Dataset records:
_ _ _ _ _
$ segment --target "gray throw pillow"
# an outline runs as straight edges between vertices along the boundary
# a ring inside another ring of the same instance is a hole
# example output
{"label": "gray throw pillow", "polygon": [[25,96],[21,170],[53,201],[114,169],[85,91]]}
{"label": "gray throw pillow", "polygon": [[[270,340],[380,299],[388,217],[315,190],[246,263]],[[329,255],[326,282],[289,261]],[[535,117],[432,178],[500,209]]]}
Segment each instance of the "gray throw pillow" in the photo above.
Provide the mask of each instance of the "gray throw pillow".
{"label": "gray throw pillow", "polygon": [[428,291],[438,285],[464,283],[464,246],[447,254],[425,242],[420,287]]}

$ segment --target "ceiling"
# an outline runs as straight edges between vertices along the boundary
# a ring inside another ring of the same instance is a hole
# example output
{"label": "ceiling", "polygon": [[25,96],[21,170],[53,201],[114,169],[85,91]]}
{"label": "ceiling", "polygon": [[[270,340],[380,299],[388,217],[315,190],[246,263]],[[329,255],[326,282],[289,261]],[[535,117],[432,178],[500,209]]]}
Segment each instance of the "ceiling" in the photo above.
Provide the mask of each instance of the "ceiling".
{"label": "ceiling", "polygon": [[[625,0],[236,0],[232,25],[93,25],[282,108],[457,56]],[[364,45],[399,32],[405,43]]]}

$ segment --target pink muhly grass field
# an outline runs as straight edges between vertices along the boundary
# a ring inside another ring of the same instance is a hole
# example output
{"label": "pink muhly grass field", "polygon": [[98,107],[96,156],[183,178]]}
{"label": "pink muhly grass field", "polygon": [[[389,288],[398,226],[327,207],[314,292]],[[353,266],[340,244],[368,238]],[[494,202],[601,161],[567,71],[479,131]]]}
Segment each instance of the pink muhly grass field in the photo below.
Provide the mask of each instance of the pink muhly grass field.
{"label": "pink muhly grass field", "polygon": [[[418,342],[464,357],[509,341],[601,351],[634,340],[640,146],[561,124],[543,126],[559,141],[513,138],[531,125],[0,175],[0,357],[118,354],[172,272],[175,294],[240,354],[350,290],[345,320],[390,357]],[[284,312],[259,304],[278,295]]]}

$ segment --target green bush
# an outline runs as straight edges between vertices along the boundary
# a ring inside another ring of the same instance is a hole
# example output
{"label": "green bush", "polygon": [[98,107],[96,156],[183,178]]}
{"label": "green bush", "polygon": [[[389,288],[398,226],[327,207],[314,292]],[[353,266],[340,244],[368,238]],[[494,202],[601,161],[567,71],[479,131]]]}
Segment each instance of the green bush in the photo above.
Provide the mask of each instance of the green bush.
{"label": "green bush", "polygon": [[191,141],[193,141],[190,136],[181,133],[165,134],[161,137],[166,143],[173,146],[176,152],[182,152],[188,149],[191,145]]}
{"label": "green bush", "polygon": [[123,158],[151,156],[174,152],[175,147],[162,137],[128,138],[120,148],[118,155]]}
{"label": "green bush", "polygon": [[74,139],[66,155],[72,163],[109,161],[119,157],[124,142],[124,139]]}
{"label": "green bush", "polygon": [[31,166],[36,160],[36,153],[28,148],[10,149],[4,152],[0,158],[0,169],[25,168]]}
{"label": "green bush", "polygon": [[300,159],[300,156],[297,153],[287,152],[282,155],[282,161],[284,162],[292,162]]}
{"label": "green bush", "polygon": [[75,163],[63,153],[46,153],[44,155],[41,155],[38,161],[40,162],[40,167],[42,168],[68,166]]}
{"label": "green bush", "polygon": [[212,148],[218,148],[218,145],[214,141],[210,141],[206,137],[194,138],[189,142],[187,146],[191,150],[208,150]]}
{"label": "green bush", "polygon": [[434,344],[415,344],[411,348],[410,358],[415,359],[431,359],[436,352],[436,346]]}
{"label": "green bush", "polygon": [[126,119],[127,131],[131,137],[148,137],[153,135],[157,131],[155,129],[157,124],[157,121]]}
_ _ _ _ _
Activity:
All entries are to be repeated exactly and completely.

Exercise output:
$ segment --target "gray throw pillow"
# an outline runs as straight edges between vertices along the boundary
# a ring inside another ring of the same instance is a hole
# example output
{"label": "gray throw pillow", "polygon": [[25,96],[21,170],[53,201],[114,169],[85,91]]}
{"label": "gray throw pillow", "polygon": [[[270,340],[380,299],[388,217],[315,190],[246,263]],[[329,255],[326,282],[289,261]],[[535,117],[432,178],[500,209]]]}
Segment each instance of the "gray throw pillow" in the photo above.
Provide the mask of each instance of the "gray throw pillow".
{"label": "gray throw pillow", "polygon": [[428,291],[438,285],[464,283],[464,246],[447,254],[425,242],[420,287]]}

$ segment --target "ceiling"
# an outline runs as straight edges between vertices along the boundary
# a ring inside another ring of the same instance is a hole
# example output
{"label": "ceiling", "polygon": [[25,96],[21,170],[53,201],[114,169],[85,91]]}
{"label": "ceiling", "polygon": [[[270,340],[380,299],[388,217],[315,190],[246,263]],[[329,255],[326,282],[289,261]],[[535,117],[432,178],[500,209]]]}
Segment each instance of the "ceiling" in the photo above.
Provide the mask of each instance of the "ceiling".
{"label": "ceiling", "polygon": [[[625,0],[236,0],[232,25],[93,25],[282,108],[457,56]],[[364,45],[399,32],[405,43]]]}

$ segment --target pink muhly grass field
# an outline runs as straight edges between vertices along the boundary
# a ring inside another ring of the same instance is a hole
# example output
{"label": "pink muhly grass field", "polygon": [[98,107],[96,156],[183,178]]}
{"label": "pink muhly grass field", "polygon": [[[389,288],[398,226],[327,207],[314,292]],[[353,266],[340,244],[368,238]],[[494,202],[601,161],[567,71],[479,131]]]}
Segment each instance of the pink muhly grass field in the photo below.
Provide the mask of each instance of the pink muhly grass field.
{"label": "pink muhly grass field", "polygon": [[[418,342],[464,357],[509,341],[601,351],[634,340],[640,146],[561,124],[543,126],[559,141],[513,138],[531,125],[0,175],[0,357],[118,354],[172,272],[175,294],[240,354],[350,290],[345,320],[390,357]],[[284,312],[259,304],[278,295]]]}

$ segment --target green bush
# an outline runs as straight edges between vertices along the boundary
# a ring inside another ring of the same instance is a hole
# example output
{"label": "green bush", "polygon": [[98,107],[96,156],[183,178]]}
{"label": "green bush", "polygon": [[[389,288],[398,226],[327,207],[314,292]],[[353,266],[340,244],[368,238]],[[494,202],[601,161],[567,71],[479,131]]]}
Segment each instance of the green bush in the photo above.
Provide the mask of each instance of the green bush.
{"label": "green bush", "polygon": [[191,141],[193,141],[190,136],[181,133],[165,134],[161,137],[166,143],[173,146],[176,152],[182,152],[188,149],[191,145]]}
{"label": "green bush", "polygon": [[123,158],[151,156],[174,152],[175,147],[162,137],[128,138],[120,148],[118,155]]}
{"label": "green bush", "polygon": [[74,139],[66,155],[72,163],[109,161],[119,157],[124,142],[124,139]]}
{"label": "green bush", "polygon": [[31,166],[36,160],[36,153],[28,148],[10,149],[4,152],[0,158],[0,169],[25,168]]}
{"label": "green bush", "polygon": [[300,159],[300,156],[297,153],[287,152],[282,155],[282,161],[284,162],[292,162]]}
{"label": "green bush", "polygon": [[75,163],[63,153],[46,153],[44,155],[41,155],[38,161],[40,162],[40,167],[42,168],[68,166]]}
{"label": "green bush", "polygon": [[212,148],[218,148],[218,145],[214,141],[210,141],[206,137],[194,138],[189,142],[187,146],[191,150],[208,150]]}
{"label": "green bush", "polygon": [[434,344],[415,344],[411,348],[410,358],[415,359],[431,359],[436,352],[436,346]]}
{"label": "green bush", "polygon": [[126,119],[127,131],[131,137],[148,137],[153,135],[157,131],[155,129],[157,124],[157,121]]}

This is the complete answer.